Start of Records shown

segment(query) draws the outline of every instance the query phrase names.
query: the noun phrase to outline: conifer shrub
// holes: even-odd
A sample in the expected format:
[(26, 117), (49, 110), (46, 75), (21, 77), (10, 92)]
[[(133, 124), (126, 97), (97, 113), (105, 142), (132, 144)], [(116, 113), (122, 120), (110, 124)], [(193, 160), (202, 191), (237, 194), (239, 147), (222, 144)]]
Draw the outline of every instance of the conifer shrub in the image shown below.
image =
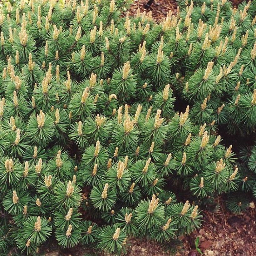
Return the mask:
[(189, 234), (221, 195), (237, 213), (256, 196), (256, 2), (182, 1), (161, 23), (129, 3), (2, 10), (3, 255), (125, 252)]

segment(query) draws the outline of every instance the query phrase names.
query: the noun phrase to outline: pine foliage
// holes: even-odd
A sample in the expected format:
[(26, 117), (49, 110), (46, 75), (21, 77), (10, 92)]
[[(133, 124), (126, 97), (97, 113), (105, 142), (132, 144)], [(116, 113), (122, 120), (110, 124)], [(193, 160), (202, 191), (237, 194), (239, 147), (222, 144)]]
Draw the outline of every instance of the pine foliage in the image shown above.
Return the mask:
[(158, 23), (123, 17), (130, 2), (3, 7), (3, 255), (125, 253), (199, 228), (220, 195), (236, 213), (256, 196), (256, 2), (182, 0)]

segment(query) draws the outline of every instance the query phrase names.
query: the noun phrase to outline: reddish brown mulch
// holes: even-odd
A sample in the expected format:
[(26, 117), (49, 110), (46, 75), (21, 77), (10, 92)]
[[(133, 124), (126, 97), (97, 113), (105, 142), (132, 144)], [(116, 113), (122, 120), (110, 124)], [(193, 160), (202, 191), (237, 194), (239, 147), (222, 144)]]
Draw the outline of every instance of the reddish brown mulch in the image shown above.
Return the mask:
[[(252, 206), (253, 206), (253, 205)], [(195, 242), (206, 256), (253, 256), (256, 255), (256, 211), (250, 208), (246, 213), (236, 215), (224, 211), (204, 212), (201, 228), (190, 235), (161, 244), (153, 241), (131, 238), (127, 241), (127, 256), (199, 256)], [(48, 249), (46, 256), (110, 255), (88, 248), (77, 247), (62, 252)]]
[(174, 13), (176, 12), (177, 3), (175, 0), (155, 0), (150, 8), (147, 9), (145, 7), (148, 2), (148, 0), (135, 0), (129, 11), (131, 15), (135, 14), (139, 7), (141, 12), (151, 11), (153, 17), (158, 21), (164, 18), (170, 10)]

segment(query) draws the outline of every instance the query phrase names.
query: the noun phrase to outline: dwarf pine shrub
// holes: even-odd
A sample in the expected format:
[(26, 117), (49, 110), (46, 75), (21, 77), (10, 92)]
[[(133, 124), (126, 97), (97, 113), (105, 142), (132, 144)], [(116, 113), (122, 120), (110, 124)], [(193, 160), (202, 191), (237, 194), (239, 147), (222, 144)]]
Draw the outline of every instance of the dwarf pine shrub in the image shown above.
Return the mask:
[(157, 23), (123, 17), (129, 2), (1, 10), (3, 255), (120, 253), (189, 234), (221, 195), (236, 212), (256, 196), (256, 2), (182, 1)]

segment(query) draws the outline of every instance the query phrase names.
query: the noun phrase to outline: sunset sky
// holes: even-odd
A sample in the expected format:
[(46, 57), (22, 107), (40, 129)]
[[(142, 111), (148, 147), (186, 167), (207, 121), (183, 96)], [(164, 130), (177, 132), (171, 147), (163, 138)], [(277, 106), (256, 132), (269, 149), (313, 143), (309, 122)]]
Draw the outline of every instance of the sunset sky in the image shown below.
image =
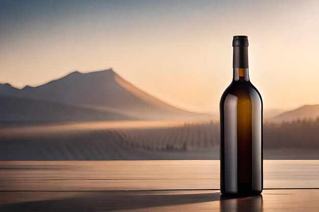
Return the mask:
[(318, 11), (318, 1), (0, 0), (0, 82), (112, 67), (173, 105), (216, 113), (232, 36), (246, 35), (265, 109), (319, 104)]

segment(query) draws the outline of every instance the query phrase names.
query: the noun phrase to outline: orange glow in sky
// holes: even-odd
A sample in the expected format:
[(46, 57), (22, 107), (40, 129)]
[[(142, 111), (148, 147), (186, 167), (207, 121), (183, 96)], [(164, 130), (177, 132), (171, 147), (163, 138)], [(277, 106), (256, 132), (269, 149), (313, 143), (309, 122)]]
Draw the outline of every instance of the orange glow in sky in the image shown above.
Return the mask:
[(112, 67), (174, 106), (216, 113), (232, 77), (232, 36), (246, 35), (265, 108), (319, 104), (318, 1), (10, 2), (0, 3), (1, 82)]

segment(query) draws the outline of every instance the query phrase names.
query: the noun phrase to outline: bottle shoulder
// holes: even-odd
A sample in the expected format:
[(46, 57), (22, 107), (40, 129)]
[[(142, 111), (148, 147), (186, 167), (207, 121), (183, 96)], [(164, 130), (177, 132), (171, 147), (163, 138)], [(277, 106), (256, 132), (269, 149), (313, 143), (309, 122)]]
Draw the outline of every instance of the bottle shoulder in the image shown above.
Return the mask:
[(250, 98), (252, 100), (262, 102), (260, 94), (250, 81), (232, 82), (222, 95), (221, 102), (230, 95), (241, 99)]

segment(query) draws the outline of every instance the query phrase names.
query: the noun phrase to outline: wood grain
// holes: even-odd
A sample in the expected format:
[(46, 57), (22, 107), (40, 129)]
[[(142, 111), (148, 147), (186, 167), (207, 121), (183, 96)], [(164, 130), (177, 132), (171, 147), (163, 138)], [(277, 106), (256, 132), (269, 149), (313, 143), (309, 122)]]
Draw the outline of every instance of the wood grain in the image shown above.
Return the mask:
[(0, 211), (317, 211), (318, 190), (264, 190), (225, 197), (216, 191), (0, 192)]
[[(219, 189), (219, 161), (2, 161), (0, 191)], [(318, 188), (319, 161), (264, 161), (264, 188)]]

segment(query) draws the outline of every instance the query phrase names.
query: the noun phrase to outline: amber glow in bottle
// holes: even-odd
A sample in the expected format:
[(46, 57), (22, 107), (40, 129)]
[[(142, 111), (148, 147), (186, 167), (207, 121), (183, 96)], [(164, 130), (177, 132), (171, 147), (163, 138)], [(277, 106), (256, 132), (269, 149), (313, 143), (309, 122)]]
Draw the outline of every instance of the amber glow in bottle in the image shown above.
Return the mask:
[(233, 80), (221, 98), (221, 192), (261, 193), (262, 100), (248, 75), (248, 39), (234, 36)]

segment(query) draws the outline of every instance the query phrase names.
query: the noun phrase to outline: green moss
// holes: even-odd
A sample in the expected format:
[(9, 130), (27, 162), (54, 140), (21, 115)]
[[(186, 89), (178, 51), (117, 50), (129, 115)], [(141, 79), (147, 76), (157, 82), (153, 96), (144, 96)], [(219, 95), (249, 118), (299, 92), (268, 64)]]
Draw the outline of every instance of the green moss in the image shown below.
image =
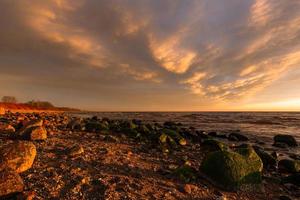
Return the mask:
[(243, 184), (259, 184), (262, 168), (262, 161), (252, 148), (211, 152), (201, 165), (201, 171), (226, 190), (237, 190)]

End of Records shown

Please rewrite everything from the start of the data down to and including the line containing "255), (125, 252)]", requests included, with each coordinate in the answer multiplied by 2.55 and rounded to a whole number, halves rounding up. Omit the pictures.

segment(query) draws the outline of every instance the query phrase names.
query: the noun phrase to outline: conifer shrub
// holes: even-odd
A sample in the expected format:
[(26, 117), (49, 110), (46, 75), (21, 77), (10, 92)]
[[(133, 124), (126, 97), (97, 113), (105, 142), (132, 144)], [(116, 113), (122, 120), (110, 124)], [(193, 160), (202, 191), (237, 194), (239, 147), (222, 144)]]
Draw the outline of every instance of the conifer shrub in the image shown below.
image =
Return the mask:
[(482, 597), (564, 497), (604, 543), (653, 500), (653, 5), (464, 3), (411, 59), (329, 8), (5, 26), (8, 650), (319, 643)]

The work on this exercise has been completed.